#### Texto de origem:
☆ ☆ ☆ ☆

O órgão jurisdicional de reenvio salienta que a aplicação desta jurisprudência no processo principal poderia ter por efeito impedir o Estado de intentar uma ação de indemnização pelos prejuízos provocados pelas fraudes. Um procedimento administrativo como o evocado na jurisprudência do Najvyšší súd Slovenskej republiky (Supremo Tribunal da República da Eslováquia) só pode, com efeito, ser dirigido contra o beneficiário da subvenção em causa. Ora, no processo principal, trata‑se de sociedades comerciais que já não têm nenhum ativo e que foram até canceladas do registo comercial. Por conseguinte, tal procedimento não permite recuperar as subvenções indevidamente pagas. Em contrapartida, um pedido de indemnização no quadro de um processo penal instaurado contra pessoas singulares, neste caso os sócios e gerentes dessas sociedades comerciais, poderia conduzir à condenação nas indemnizações pretendidas pelo Estado.

24

Além desta questão, o órgão jurisdicional de reenvio pergunta se os auxílios de minimis concedidos sob a forma de contribuições devem ser avaliados individualmente para cada sociedade, ou em conjunto, devido à sua gestão centralizada. Por último, interroga‑se sobre se, no caso em apreço, há que considerar a totalidade do montante da subvenção indevidamente recebida como dano, ou se há que deduzir os custos que, apesar de legalmente suportados, apenas foram despendidos para dissimular a fraude, para atrasar a sua descoberta e assim obter a totalidade da quantia concedida.

25

Foi nestas condições que o Špecializovaný trestný súd (Tribunal Penal Especializado, Eslováquia), considerando que é necessária uma interpretação do direito da União no processo principal, decidiu suspender a instância e submeter ao Tribunal de Justiça as seguintes questões prejudiciais:

«1)

A Diretiva [2012/29], é aplicável no que respeita aos direitos (principalmente o de participar ativamente no processo penal e o de indemnização por danos no âmbito do processo penal) que, por natureza, não pertencem apenas às pessoas singulares enquanto seres sencientes, mas também às pessoas coletivas e ao Estado ou às autoridades públicas, quando as disposições de direito nacional lhes reconhecem a posição de lesado no processo penal?

2)

☆ ☆ ☆ ☆

#### Problema enunciado A:
Responda a estas perguntas com base no texto sobre o reenvio prejudicial:
(i) Segundo o texto, contra quem pode ser dirigido o procedimento administrativo evocado na jurisprudência do Supremo Tribunal da República da Eslováquia?
(ii) Que tribunal decidiu suspender a instância e submeter questões prejudiciais ao Tribunal de Justiça?
(iii) Que diretiva é referida na primeira questão prejudicial?

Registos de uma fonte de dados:

☆ ☆ ☆ ☆

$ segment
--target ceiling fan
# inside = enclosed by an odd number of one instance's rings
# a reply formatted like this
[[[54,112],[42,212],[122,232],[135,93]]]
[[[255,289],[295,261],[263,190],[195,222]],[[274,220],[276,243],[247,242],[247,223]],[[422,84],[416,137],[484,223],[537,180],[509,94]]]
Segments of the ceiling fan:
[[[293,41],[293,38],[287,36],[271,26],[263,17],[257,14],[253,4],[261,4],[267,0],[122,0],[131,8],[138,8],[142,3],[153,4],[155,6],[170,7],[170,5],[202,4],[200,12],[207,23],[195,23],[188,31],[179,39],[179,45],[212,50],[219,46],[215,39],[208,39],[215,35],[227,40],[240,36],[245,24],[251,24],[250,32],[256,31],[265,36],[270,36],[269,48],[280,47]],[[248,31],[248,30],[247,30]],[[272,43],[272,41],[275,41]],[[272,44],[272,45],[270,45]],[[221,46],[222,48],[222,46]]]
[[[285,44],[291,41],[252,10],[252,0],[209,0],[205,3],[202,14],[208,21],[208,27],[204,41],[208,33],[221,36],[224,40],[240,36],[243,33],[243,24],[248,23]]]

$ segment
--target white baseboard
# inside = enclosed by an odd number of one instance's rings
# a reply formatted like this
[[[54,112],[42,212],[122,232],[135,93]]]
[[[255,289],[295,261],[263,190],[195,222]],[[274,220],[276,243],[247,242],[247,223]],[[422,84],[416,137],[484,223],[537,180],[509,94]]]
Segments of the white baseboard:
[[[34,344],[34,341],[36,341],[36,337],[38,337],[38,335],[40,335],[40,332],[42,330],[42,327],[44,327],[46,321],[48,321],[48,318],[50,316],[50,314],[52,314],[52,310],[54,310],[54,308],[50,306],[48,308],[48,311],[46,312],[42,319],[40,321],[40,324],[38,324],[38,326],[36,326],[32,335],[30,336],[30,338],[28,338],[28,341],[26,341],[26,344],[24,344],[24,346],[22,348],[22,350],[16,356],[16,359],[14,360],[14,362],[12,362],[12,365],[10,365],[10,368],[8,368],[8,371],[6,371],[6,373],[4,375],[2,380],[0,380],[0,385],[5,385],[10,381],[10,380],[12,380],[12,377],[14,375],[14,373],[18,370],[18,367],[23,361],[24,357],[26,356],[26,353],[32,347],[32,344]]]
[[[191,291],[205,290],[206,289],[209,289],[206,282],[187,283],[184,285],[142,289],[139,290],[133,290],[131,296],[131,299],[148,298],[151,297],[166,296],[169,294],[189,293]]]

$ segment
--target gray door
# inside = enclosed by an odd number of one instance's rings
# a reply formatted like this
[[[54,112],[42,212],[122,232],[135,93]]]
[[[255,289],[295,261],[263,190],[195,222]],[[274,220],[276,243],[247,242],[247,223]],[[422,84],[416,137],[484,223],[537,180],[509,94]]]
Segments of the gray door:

☆ ☆ ☆ ☆

#### Problema enunciado B:
Reproduza fielmente as linhas dos registos, começando na primeira linha dos registos e terminando depois da linha que contém "Segments of the ceiling". Inclua ambas as extremidades.

#### Resultado correto A:
(i) Só pode ser dirigido contra o beneficiário da subvenção em causa.
(ii) O Špecializovaný trestný súd (Tribunal Penal Especializado, Eslováquia).
(iii) A Diretiva 2012/29.

#### Resultado correto B:
$ segment
--target ceiling fan
# inside = enclosed by an odd number of one instance's rings
# a reply formatted like this
[[[54,112],[42,212],[122,232],[135,93]]]
[[[255,289],[295,261],[263,190],[195,222]],[[274,220],[276,243],[247,242],[247,223]],[[422,84],[416,137],[484,223],[537,180],[509,94]]]
Segments of the ceiling fan:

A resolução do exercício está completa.